**Data:**
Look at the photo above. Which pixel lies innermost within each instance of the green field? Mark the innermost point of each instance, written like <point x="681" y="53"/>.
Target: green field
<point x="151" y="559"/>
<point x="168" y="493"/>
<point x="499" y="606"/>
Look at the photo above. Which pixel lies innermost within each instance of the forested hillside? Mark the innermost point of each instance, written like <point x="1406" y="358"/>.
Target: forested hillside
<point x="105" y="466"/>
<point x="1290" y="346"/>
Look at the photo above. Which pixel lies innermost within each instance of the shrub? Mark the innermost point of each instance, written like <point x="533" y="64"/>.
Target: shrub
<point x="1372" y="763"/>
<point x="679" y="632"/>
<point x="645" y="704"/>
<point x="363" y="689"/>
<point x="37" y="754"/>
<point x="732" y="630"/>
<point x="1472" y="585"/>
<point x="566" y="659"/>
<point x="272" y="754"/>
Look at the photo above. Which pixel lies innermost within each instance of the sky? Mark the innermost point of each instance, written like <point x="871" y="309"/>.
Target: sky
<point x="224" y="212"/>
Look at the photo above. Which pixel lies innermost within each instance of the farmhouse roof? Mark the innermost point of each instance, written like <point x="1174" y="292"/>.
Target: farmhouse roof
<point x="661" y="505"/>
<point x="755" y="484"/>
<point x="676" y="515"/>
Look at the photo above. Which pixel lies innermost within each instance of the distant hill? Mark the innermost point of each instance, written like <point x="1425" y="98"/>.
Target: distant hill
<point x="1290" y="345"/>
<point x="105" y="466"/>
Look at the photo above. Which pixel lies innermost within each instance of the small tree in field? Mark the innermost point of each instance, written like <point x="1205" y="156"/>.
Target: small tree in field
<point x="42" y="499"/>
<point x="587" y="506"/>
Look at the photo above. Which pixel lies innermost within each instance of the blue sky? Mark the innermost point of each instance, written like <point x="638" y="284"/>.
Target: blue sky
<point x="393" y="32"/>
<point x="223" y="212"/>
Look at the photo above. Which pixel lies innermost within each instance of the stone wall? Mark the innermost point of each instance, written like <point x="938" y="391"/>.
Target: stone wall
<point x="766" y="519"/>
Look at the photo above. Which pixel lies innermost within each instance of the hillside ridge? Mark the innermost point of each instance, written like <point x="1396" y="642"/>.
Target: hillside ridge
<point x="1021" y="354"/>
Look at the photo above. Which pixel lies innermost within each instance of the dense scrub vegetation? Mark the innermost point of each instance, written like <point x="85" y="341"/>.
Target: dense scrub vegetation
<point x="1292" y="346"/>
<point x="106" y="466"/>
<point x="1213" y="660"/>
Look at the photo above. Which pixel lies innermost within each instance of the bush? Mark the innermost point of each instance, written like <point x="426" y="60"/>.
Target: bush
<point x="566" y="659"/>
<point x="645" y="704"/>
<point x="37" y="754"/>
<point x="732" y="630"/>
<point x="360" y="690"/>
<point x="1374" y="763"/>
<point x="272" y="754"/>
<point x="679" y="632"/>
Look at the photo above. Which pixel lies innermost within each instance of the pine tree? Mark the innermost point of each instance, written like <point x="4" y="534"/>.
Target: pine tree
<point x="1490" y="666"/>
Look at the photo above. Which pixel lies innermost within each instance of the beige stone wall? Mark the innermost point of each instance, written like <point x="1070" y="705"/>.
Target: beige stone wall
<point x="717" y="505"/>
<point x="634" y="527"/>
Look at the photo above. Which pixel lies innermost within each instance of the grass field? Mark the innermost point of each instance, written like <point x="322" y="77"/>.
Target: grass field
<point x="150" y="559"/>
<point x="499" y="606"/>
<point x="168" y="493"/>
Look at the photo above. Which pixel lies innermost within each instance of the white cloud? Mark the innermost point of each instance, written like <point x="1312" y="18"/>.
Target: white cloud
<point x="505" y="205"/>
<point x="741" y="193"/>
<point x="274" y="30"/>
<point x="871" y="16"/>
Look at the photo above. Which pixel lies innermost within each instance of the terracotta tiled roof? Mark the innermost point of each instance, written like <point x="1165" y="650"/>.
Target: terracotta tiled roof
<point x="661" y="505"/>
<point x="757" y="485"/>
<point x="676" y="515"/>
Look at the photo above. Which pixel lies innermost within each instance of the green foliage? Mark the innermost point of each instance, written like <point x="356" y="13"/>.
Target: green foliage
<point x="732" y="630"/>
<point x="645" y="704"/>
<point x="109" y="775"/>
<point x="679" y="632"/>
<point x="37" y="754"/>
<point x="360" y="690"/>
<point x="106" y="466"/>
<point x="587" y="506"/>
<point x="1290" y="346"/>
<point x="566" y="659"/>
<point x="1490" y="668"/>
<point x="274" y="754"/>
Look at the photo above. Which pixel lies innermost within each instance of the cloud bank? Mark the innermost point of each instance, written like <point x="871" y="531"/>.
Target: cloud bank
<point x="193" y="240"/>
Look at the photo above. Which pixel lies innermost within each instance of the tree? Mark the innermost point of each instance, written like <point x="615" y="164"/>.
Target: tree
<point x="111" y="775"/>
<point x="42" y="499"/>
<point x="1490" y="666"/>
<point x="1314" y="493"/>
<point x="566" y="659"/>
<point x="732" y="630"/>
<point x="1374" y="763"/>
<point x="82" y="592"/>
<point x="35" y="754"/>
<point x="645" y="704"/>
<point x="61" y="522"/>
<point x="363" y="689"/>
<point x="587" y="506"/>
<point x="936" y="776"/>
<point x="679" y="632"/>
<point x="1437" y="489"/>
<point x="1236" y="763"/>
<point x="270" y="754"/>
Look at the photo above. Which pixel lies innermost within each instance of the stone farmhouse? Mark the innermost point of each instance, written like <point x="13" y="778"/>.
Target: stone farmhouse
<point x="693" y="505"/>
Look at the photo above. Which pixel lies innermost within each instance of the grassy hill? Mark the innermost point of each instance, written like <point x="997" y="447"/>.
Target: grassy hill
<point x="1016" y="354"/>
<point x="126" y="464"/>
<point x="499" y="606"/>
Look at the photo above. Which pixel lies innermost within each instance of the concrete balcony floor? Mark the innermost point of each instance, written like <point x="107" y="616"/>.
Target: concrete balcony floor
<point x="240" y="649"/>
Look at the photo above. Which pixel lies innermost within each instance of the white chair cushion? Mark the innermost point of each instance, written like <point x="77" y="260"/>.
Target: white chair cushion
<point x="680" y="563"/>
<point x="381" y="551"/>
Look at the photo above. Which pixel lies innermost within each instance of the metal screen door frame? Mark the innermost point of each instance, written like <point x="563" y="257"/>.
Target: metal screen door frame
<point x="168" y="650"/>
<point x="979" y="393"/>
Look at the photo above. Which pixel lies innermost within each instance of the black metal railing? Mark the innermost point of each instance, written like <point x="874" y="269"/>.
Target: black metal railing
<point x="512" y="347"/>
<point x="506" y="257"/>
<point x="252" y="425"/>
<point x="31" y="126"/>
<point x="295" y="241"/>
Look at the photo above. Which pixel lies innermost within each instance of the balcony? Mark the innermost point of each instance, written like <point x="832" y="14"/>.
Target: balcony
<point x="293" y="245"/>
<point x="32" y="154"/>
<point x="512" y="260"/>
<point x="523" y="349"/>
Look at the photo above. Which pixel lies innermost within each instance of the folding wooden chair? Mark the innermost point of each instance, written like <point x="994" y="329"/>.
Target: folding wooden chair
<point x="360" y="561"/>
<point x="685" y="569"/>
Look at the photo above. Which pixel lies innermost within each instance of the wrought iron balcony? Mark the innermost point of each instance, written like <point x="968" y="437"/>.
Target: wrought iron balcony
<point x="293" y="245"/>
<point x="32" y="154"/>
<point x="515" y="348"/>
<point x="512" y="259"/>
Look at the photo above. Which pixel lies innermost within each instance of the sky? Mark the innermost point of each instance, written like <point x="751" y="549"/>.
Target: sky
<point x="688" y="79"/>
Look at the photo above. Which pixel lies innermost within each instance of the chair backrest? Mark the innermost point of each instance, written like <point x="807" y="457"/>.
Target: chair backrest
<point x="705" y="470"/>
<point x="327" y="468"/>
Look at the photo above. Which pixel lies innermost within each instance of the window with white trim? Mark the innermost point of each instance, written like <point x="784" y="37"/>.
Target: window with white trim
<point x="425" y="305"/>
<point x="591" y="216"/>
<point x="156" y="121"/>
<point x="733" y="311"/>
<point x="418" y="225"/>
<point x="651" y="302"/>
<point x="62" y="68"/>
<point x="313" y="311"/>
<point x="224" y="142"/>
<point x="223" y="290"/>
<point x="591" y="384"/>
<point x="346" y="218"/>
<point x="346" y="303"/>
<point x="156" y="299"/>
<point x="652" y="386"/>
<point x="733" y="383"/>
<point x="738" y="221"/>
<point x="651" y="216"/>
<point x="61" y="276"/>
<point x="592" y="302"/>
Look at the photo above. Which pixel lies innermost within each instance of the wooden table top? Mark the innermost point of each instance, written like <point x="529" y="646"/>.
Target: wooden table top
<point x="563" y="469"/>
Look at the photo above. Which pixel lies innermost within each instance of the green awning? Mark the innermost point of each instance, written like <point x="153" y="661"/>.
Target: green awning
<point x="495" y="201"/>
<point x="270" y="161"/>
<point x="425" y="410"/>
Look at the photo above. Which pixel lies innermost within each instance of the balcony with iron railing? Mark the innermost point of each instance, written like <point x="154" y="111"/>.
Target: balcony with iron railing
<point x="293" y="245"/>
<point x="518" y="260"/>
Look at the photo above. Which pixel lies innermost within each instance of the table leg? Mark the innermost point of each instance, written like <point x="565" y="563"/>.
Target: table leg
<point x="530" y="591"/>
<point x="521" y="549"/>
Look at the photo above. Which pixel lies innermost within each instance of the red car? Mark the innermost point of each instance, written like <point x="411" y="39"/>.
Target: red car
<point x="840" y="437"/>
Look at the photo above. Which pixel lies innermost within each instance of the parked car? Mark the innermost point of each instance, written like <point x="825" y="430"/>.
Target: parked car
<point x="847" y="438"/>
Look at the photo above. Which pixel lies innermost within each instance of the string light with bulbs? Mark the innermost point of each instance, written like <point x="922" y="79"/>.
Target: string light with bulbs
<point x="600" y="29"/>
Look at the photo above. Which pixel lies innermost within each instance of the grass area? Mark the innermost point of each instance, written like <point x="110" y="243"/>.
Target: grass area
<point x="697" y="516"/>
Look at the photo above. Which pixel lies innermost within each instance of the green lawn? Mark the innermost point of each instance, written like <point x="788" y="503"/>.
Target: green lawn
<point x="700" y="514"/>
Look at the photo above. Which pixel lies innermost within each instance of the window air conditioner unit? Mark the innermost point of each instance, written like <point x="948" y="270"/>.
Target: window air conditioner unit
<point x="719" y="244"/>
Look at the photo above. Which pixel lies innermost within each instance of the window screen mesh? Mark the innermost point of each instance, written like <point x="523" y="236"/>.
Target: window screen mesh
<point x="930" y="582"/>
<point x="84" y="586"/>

**Do this:** The required output is the exact sequence of lines from the one containing "the green lawn?" through the end of the listing, both endpoints included.

**Answer for the task:**
Look at the photo above. Which pixel lies innermost within each instance of the green lawn? Mark the innermost point of each instance, written like <point x="788" y="503"/>.
Target: green lawn
<point x="700" y="514"/>
Look at the photo above. Which pixel lies innermost within each instance of the window air conditioner unit? Mark the innermost point of each instance, written like <point x="948" y="270"/>.
Target: window air conditioner unit
<point x="719" y="244"/>
Look at the photo above. Which pixel lies innermost within each instance of the window screen mesh? Mark the innermost point of each instance, written like <point x="523" y="236"/>.
Target: window screen mesh
<point x="930" y="582"/>
<point x="84" y="586"/>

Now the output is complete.